* _PARTS OF THE EXERCISE_
1/ In the text on the HIV stress study, how often were the subjects evaluated, and over what span of time?
2/ Please rewrite the text on the HIV stress study from "The researchers studied" up to and including "for 7.5 years.", putting "participants" in place of "subjects".
3/ Extend the text on the HIV stress study, picking up after its final sentence.

* _TEXT BLOCK_
The researchers studied 82 gay men who were HIV seropositive but clinically asymptomatic. The subjects, were between 18 and 51 years old, with an average age of 30.3 years. They had to have CD4 lymphocyte levels above 200 at the onset of the study and not be taking antiretroviral drugs. (A person with a CD4 level below 200 qualifies for a diagnosis of AIDS.) They also had to be free of "significant" medical disorders, such as heart, lung, or kidney disease, and pre-existing neurological disorders. The subjects were evaluated every six months for 7.5 years.
On the basis of ongoing assessments over the study period and data from other researchers pointing to risks for HIV progression, Leserman said her group hypothesized that "an increased risk of AIDS would be associated with more cumulative average stressful events, coping by means of denial, depressive symptoms, and higher cortisol levels as well as less cumulative average satisfaction with social support."
Leserman’s team decided to study cortisol as a risk factor after they found that at the time the research began, subjects "with high basal cortisol levels had significantly greater stress-associated changes in immune status than subjects with low basal cortisol levels."
The researchers found a particularly strong link between stressful life events that were not directly caused by the progression of their illness—excluded, for example, were a plunge in CD4 count or job retirement due to the HIV-related deterioration—and the risk of progressing to an AIDS diagnosis. Life events that were included, she told Psychiatric News, were such things as "experiencing the death of a close friend or relative, financial difficulties, a close friend’s health worsening, breaking up a romantic relationship, or moving a residence."
"For each 1-point increase in average cumulative average stressful life events, the risk of AIDS increased by 19 percent. For every 4-point increase in cumulative average stressful life events, the equivalent of one severe stressor or two moderate stressors, the risk of AIDS was doubled," Leserman noted.
The researchers rated stressful events on a five-point scale according to "the degree of threat most people would experience given the particular circumstances (e.g., financial impact, life threat, personal involvement)." Each of 111 possible stressors was rated and then "summed at each six-month time period," Leserman explained. "We then looked at the cumulative average before AIDS or at the end of the study."

* _PROVIDED MATERIAL_

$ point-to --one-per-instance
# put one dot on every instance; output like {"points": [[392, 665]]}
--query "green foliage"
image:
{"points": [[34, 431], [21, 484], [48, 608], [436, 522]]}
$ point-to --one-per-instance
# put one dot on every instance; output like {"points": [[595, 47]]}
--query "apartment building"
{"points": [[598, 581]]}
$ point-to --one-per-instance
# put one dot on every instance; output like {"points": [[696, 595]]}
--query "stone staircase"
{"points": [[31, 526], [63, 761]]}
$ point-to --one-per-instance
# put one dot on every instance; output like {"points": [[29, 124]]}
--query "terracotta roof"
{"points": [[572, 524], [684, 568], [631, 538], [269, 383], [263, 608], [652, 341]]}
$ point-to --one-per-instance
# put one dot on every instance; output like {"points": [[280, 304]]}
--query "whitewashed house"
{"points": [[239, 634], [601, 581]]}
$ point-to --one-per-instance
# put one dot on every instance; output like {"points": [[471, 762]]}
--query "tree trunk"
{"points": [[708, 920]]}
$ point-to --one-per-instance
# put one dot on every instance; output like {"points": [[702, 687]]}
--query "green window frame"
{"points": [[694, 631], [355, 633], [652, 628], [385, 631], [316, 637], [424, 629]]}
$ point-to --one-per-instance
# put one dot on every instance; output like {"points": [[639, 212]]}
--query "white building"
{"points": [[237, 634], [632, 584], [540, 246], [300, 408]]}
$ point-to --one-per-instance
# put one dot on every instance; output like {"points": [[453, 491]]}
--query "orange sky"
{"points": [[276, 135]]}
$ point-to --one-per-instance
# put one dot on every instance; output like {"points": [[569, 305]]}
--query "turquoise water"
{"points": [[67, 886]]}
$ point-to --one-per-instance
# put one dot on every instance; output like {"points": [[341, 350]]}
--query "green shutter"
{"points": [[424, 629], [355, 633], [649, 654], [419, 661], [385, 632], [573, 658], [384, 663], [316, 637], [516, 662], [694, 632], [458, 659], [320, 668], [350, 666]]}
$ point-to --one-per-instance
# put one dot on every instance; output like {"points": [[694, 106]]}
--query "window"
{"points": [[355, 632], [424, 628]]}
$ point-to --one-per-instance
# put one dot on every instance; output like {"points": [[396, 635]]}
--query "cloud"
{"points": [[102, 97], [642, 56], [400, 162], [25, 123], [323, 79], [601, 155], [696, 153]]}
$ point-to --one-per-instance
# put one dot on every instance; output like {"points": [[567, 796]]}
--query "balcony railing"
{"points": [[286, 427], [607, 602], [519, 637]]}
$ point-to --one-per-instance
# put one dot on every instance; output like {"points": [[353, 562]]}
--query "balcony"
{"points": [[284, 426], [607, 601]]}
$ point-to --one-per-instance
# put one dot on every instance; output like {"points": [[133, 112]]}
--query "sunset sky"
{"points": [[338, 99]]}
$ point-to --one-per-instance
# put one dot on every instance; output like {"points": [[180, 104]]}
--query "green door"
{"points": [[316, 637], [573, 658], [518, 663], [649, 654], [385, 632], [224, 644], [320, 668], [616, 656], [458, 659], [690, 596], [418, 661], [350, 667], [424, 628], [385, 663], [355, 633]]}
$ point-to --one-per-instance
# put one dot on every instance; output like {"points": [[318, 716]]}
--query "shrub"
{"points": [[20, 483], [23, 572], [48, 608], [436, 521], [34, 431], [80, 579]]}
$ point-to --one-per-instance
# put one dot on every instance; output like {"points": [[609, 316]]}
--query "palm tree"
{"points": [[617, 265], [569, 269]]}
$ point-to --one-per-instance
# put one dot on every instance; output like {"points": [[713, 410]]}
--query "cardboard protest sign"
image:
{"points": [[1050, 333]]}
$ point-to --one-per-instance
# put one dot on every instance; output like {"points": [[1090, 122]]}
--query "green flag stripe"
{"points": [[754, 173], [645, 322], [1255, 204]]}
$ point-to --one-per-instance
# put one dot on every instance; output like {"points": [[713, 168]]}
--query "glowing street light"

* _EXPECTED RESULTS_
1/ Every six months for 7.5 years.

2/
The researchers studied 82 gay men who were HIV seropositive but clinically asymptomatic. The participants, were between 18 and 51 years old, with an average age of 30.3 years. They had to have CD4 lymphocyte levels above 200 at the onset of the study and not be taking antiretroviral drugs. (A person with a CD4 level below 200 qualifies for a diagnosis of AIDS.) They also had to be free of "significant" medical disorders, such as heart, lung, or kidney disease, and pre-existing neurological disorders. The participants were evaluated every six months for 7.5 years.

3/
A similar relationship turned up between how satisfied the HIV-infected subjects were with the social supports they believed they could count on and their risk of progressing from being asymptomatic to developing AIDS. The more satisfied they were with these supports, the less their risk was of developing AIDS-defining symptoms or signs.
Their hypothesis was borne out as well, the researchers point out, for the subjects’ use of denial as a coping mechanism. "For every one-unit increase in cumulative average coping through denial, the risk of AIDS was doubled," they note.
And on the measure of cortisol, the progression from HIV infection to AIDS also was hastened as cortisol levels increased. "Cortisol independently predicted disease progression to AIDS during the 7.5-year period," Leserman said. "For every 5 mg/dL increase in cortisol, the risk of developing AIDS was almost doubled." She hypothesized that "cortisol may directly stimulate HIV-1 viral replication, and it may alter the pattern of cytokines secreted." She observed as well that their findings "are consistent with those in depressed patients showing a negative relationship between cortisol and several measures of cellular immune status."
Now that they and other researchers have taken a giant step toward identifying risk factors for HIV disease progression, Leserman and her team acknowledged that more research is needed to see if medications or less formal types of intervention such as stress management programs can modify stressors to the point where they can alter the disease progression.